#### Description of the task
Below is a block of entries; repeat exactly the lines starting at the line that contains "of the small" and ending at the line that contains "the green stem", both included.

#### Available records
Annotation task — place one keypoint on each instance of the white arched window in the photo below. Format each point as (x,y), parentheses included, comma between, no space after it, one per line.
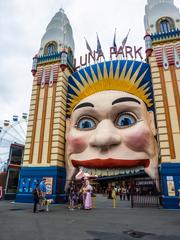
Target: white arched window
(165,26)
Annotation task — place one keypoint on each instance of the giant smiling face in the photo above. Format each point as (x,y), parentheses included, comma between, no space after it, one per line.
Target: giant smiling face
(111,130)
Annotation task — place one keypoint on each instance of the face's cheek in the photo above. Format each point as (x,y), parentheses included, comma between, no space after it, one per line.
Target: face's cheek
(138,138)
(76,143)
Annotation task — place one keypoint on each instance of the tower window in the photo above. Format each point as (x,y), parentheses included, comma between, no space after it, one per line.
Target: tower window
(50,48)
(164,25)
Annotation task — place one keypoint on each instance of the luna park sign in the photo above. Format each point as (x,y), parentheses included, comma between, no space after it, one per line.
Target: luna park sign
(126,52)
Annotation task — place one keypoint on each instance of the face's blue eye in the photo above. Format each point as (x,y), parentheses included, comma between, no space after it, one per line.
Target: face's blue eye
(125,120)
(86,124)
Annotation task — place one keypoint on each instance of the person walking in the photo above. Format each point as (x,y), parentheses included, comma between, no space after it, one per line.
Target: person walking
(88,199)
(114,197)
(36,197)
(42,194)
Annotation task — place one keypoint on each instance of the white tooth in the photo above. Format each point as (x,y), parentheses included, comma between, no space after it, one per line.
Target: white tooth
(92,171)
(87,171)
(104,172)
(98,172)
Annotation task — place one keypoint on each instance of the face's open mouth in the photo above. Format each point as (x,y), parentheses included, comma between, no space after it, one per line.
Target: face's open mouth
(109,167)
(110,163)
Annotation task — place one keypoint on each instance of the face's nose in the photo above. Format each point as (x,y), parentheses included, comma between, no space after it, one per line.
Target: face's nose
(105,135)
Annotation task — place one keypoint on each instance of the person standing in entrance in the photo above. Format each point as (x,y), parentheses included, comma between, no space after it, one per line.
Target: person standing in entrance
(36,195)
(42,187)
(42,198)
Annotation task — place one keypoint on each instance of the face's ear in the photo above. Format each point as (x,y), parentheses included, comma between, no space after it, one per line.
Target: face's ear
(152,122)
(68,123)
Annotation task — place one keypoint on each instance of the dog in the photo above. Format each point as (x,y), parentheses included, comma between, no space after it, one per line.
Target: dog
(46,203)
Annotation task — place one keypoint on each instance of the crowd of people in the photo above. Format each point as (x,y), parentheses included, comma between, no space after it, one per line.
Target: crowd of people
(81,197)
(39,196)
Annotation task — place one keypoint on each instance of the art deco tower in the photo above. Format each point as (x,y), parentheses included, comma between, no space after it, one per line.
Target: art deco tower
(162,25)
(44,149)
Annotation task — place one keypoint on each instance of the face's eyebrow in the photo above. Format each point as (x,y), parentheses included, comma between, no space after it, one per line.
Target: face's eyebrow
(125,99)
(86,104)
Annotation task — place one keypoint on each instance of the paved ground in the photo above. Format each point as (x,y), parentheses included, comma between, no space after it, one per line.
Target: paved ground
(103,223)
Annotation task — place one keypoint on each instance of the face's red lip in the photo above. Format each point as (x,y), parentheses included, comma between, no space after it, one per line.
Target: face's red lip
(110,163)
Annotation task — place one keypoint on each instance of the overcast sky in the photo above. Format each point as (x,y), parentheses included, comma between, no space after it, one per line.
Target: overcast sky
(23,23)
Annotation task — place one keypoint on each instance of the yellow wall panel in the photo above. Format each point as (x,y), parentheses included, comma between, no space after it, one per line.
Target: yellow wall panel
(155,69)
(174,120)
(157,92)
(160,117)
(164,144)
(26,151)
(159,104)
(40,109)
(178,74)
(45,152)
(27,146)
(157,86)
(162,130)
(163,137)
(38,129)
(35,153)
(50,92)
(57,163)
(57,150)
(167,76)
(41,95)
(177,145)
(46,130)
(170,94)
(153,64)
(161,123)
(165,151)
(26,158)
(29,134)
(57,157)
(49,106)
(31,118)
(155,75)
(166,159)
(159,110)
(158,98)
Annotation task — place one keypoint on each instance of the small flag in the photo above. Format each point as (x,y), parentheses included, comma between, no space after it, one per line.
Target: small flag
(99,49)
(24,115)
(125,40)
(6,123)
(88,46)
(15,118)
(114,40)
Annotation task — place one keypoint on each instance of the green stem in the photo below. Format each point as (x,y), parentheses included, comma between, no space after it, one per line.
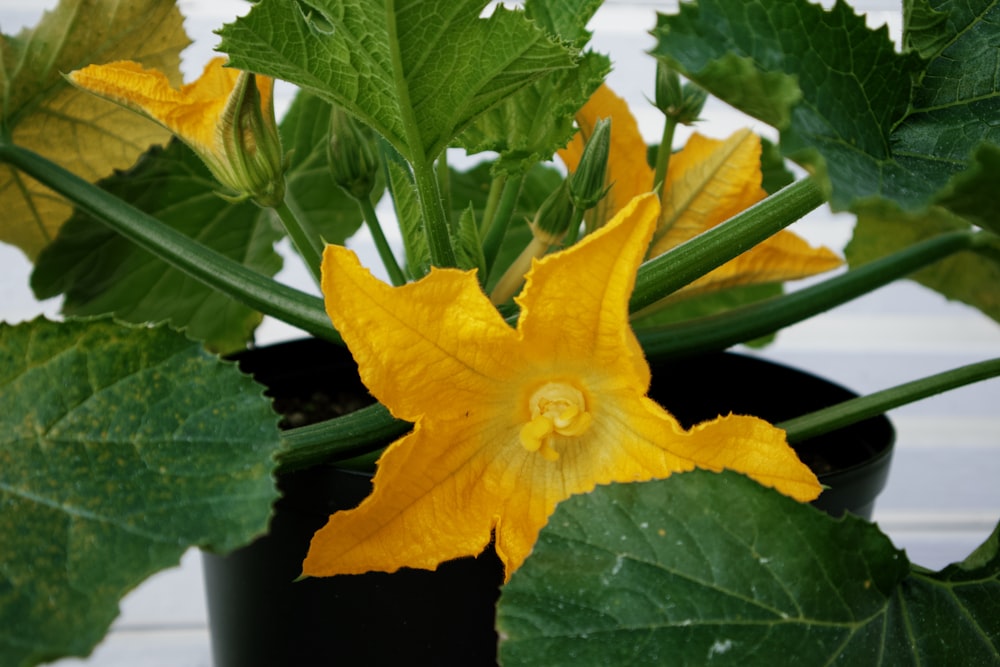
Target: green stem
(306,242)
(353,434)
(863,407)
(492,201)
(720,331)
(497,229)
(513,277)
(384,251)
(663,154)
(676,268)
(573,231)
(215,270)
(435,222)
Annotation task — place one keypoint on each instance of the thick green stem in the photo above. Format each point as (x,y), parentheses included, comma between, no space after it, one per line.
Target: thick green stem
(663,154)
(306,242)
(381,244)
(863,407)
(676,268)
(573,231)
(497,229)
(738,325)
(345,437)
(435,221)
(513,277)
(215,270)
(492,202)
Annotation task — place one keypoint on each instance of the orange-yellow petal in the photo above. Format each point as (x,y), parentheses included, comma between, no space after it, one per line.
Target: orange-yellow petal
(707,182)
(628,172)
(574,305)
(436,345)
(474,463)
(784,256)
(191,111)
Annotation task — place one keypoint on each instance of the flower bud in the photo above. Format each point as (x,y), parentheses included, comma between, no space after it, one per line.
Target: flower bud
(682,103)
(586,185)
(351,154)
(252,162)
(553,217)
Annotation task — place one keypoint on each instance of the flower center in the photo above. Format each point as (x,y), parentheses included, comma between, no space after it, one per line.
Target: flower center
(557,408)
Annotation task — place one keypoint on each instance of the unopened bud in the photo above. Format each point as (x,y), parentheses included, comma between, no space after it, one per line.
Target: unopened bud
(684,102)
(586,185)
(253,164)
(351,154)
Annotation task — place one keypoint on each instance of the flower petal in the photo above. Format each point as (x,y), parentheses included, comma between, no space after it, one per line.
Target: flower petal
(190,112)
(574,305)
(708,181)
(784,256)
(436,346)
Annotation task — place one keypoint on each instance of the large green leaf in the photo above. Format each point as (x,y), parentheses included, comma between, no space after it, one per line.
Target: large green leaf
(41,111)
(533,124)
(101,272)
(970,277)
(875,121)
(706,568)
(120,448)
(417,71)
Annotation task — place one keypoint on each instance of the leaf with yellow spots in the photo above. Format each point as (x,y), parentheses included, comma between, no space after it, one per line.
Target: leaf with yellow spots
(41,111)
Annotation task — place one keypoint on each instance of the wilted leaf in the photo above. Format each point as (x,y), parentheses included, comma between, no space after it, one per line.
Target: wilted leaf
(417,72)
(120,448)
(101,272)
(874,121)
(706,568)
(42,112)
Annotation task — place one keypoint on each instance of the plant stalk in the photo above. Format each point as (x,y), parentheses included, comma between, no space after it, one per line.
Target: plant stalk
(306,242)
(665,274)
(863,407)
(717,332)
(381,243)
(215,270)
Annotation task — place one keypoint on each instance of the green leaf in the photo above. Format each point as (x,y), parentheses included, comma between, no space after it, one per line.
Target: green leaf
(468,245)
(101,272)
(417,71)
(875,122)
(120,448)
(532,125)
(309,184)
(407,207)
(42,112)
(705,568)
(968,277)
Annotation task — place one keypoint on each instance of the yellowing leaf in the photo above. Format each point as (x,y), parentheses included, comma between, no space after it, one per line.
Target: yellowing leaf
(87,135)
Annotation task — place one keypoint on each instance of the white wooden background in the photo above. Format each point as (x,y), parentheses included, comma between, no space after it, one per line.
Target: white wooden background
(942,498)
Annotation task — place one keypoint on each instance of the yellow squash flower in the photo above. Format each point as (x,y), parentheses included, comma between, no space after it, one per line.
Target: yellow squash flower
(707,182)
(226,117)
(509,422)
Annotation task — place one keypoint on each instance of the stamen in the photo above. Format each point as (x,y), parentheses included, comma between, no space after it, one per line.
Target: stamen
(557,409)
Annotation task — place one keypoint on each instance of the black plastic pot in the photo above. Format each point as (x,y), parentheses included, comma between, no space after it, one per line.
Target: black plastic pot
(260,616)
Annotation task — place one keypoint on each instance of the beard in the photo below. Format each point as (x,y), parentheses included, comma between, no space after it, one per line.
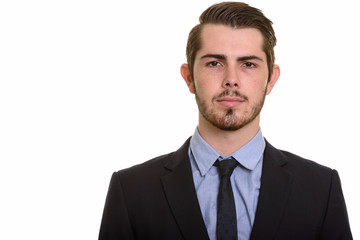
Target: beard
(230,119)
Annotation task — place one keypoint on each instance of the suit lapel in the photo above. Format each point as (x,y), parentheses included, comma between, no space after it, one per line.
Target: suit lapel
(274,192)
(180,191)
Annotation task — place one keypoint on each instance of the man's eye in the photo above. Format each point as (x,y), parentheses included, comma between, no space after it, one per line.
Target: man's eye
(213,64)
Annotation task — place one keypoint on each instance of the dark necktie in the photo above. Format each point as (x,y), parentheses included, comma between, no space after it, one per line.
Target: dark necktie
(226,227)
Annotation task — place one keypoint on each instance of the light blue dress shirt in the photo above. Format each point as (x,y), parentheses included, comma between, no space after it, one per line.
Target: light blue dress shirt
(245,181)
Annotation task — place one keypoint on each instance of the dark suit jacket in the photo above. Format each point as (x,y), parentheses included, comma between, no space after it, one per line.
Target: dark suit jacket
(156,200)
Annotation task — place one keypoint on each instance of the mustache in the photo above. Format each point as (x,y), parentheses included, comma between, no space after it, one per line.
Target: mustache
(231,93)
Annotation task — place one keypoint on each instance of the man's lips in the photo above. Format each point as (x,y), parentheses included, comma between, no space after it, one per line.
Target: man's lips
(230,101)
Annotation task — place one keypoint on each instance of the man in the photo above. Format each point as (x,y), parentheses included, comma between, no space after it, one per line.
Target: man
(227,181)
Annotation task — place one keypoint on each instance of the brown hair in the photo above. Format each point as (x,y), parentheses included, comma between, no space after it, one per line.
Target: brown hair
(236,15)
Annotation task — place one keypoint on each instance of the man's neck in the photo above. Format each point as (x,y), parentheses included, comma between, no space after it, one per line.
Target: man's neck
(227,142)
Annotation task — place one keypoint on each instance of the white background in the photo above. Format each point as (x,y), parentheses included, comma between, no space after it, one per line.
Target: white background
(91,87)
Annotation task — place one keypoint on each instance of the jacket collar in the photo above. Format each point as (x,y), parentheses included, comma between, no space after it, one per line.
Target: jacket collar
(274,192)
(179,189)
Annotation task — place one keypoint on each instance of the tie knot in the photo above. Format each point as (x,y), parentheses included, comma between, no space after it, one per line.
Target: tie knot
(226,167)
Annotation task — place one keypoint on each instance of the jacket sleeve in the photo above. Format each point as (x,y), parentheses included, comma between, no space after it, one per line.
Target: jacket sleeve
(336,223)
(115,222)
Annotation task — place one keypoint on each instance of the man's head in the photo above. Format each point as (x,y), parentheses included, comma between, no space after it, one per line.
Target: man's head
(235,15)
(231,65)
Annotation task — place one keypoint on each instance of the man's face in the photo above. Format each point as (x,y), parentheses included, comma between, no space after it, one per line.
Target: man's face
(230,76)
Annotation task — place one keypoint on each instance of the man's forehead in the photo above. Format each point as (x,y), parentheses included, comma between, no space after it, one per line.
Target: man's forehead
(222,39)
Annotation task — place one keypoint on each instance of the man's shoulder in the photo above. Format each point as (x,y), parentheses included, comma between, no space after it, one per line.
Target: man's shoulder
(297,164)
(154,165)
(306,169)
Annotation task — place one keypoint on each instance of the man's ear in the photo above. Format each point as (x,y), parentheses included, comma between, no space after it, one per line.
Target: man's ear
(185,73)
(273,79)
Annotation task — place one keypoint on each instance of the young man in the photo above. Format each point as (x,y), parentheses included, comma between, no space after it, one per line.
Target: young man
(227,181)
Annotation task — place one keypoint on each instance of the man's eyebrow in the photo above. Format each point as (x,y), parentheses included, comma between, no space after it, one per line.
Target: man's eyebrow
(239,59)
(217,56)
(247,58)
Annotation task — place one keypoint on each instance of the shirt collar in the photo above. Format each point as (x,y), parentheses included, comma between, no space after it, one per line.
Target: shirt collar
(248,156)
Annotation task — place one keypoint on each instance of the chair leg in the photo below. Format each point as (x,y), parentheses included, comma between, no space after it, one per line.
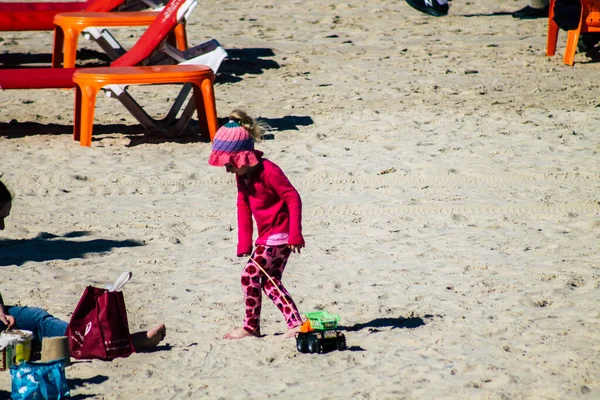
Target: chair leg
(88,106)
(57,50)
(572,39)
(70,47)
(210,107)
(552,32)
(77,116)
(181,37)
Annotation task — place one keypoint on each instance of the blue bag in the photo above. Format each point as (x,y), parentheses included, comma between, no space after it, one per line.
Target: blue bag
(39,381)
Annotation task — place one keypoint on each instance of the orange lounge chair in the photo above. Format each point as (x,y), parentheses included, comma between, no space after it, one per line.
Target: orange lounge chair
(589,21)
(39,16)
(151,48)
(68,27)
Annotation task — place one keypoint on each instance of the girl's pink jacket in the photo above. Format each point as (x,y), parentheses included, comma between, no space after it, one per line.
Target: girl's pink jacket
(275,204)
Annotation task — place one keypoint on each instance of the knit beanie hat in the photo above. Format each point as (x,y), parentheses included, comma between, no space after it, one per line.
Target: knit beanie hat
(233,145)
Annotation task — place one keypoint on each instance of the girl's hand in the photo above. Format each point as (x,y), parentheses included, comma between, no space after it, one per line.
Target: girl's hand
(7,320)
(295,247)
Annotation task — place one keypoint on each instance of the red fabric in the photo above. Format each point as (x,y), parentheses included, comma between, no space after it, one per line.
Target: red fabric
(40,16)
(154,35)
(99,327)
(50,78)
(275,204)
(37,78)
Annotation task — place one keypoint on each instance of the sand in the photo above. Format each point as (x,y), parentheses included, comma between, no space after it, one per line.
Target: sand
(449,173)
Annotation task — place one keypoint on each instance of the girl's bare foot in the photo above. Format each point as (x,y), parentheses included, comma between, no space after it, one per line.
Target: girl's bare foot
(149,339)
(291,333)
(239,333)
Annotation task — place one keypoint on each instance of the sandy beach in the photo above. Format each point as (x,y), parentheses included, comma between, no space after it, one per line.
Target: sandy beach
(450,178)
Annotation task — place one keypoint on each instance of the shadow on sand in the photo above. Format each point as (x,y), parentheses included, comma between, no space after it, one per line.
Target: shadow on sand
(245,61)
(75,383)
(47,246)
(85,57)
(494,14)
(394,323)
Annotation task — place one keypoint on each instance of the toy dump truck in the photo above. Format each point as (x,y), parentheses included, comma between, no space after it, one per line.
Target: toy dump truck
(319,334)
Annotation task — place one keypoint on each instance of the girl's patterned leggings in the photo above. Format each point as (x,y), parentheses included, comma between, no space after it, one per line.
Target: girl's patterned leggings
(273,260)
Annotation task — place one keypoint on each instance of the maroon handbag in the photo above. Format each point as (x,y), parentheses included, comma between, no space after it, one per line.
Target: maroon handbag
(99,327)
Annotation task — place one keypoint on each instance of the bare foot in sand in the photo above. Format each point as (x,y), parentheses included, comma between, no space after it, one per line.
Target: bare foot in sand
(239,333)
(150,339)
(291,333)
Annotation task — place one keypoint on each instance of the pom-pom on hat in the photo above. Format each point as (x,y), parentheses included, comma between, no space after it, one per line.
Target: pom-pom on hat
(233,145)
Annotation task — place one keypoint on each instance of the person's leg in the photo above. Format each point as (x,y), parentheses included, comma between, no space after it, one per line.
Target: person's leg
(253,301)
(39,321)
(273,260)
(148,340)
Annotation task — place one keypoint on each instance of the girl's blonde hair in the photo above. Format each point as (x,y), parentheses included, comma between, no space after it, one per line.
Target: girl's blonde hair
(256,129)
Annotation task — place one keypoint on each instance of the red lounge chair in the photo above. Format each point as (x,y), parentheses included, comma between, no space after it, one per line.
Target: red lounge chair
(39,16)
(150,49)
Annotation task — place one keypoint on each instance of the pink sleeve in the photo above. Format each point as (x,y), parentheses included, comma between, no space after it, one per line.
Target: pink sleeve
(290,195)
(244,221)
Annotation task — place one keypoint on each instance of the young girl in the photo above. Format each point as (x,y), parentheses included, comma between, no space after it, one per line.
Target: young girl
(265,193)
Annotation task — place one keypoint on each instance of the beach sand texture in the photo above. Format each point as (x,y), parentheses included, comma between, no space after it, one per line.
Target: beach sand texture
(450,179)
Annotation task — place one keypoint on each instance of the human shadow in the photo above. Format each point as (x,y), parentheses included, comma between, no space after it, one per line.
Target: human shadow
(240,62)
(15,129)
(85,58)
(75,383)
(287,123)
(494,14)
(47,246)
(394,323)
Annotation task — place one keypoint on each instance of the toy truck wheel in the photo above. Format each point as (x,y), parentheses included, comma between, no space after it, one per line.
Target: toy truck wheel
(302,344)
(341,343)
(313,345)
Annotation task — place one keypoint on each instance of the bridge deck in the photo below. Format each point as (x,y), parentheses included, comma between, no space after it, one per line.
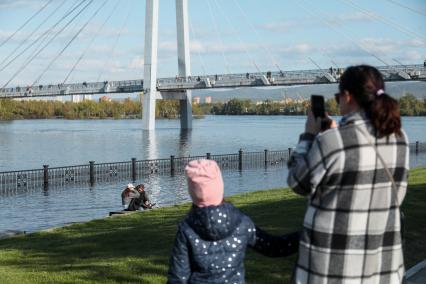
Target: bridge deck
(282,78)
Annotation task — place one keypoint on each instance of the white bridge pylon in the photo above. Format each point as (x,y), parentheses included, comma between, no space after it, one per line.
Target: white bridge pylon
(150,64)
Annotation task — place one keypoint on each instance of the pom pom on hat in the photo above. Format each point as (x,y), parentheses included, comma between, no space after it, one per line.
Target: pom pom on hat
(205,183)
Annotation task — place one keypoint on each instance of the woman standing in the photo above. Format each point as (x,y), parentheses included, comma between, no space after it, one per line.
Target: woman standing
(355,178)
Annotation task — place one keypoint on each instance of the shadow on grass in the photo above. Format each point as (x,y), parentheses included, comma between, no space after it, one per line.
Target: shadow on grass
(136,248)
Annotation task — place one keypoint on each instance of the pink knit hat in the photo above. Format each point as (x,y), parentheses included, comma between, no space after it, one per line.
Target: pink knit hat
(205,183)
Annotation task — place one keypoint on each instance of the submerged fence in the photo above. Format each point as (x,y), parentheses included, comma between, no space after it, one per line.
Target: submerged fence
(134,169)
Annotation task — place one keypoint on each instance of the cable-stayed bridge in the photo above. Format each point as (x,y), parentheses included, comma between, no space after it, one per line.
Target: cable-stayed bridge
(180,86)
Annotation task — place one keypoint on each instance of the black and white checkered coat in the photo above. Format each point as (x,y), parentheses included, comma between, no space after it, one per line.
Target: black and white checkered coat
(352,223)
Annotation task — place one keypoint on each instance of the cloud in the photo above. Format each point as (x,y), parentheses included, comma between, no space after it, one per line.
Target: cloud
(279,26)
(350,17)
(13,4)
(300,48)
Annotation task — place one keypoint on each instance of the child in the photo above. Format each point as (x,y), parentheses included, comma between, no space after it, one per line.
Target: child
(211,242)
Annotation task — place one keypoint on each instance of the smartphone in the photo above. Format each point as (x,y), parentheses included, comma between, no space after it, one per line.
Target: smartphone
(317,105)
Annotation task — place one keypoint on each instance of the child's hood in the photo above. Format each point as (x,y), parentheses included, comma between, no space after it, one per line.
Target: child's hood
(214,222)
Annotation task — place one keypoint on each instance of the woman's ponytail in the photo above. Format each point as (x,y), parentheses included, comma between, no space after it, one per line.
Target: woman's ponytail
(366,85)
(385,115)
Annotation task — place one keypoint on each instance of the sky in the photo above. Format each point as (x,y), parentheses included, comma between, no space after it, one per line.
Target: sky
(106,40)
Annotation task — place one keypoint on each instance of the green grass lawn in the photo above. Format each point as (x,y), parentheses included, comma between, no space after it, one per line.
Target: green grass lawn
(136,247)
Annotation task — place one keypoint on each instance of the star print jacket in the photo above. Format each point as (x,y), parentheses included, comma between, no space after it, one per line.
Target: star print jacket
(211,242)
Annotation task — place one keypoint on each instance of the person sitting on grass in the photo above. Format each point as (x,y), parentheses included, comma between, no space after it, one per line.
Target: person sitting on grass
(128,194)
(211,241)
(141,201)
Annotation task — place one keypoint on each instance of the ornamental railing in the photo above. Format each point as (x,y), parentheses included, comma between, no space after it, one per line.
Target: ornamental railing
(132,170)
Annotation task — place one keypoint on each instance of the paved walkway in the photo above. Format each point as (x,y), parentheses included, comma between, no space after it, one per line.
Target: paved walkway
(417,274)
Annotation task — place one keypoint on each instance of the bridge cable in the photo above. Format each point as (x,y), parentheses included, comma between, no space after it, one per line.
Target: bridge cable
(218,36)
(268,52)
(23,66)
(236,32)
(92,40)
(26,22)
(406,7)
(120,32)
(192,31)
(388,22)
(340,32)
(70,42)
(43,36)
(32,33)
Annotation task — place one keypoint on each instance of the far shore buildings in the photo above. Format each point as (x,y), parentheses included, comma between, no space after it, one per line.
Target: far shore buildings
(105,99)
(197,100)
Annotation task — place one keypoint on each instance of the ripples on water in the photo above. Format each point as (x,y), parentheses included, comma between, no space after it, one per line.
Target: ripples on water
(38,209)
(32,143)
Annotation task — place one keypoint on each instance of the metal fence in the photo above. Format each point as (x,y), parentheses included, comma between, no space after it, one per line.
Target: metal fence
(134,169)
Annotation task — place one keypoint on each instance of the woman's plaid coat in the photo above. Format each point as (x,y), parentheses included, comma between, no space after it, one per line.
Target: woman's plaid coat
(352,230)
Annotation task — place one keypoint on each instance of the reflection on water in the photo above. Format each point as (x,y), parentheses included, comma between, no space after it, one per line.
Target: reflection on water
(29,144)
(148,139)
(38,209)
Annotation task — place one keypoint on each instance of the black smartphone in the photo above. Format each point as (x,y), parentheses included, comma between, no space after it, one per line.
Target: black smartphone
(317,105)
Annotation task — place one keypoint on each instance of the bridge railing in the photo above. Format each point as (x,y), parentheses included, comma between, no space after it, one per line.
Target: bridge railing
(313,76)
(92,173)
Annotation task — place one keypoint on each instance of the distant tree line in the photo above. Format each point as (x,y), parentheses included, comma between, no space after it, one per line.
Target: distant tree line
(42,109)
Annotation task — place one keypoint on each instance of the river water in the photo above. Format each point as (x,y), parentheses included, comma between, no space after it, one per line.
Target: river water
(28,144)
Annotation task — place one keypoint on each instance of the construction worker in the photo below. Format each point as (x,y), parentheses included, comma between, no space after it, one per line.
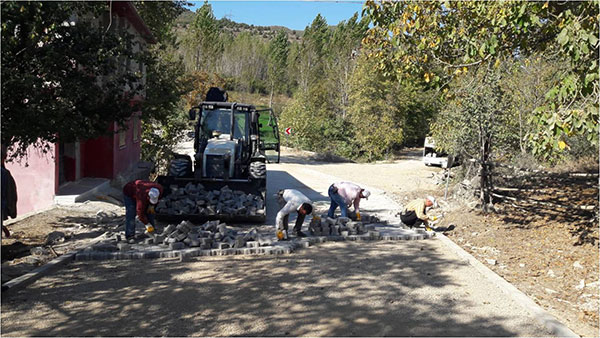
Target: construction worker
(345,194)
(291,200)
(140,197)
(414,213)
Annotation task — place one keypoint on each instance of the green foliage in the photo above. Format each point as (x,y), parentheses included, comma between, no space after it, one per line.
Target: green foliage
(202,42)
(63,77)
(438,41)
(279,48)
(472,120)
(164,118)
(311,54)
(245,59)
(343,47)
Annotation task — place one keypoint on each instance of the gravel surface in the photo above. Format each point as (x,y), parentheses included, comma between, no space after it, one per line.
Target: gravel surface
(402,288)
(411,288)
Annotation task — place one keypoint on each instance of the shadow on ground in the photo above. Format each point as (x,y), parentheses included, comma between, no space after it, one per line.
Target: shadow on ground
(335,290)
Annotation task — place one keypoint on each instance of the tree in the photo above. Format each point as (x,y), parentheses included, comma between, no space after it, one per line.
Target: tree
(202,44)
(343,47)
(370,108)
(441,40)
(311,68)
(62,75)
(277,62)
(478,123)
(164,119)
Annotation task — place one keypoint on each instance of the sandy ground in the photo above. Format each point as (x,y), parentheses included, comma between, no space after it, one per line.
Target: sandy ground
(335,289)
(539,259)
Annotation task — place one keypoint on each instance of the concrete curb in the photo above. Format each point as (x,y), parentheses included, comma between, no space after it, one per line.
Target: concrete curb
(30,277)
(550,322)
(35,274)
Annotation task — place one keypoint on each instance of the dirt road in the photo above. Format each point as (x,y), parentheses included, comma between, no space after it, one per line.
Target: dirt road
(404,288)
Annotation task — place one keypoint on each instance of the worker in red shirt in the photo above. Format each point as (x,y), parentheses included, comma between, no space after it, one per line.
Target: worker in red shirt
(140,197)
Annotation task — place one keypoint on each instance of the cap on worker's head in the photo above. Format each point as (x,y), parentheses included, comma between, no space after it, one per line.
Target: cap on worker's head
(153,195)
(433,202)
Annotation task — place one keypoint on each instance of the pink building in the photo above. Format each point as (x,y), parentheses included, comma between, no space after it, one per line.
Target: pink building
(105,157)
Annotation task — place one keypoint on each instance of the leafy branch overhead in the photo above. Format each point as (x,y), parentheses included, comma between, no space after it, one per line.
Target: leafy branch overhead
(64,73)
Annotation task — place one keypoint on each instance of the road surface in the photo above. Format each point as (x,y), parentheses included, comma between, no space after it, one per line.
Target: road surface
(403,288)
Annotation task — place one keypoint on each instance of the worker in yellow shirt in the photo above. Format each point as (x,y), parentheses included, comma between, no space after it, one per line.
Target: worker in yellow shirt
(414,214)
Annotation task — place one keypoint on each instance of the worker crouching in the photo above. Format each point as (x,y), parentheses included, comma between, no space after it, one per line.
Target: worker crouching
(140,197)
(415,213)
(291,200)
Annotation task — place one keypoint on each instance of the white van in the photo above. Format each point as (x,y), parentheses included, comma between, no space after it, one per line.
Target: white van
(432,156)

#### Result of this exercise
Annotation task — place one keypoint on each instance of the small flag in the photo above. Format each point as (x,y), parentheses included, comma between, no space after it, one per line.
Target: small flag
(99,49)
(24,115)
(125,40)
(6,123)
(88,46)
(15,118)
(114,40)
Annotation task — place one keypoint on each instance of the green stem in the photo below. Format each point as (x,y), parentheses included, comma between, no space after it, one per line.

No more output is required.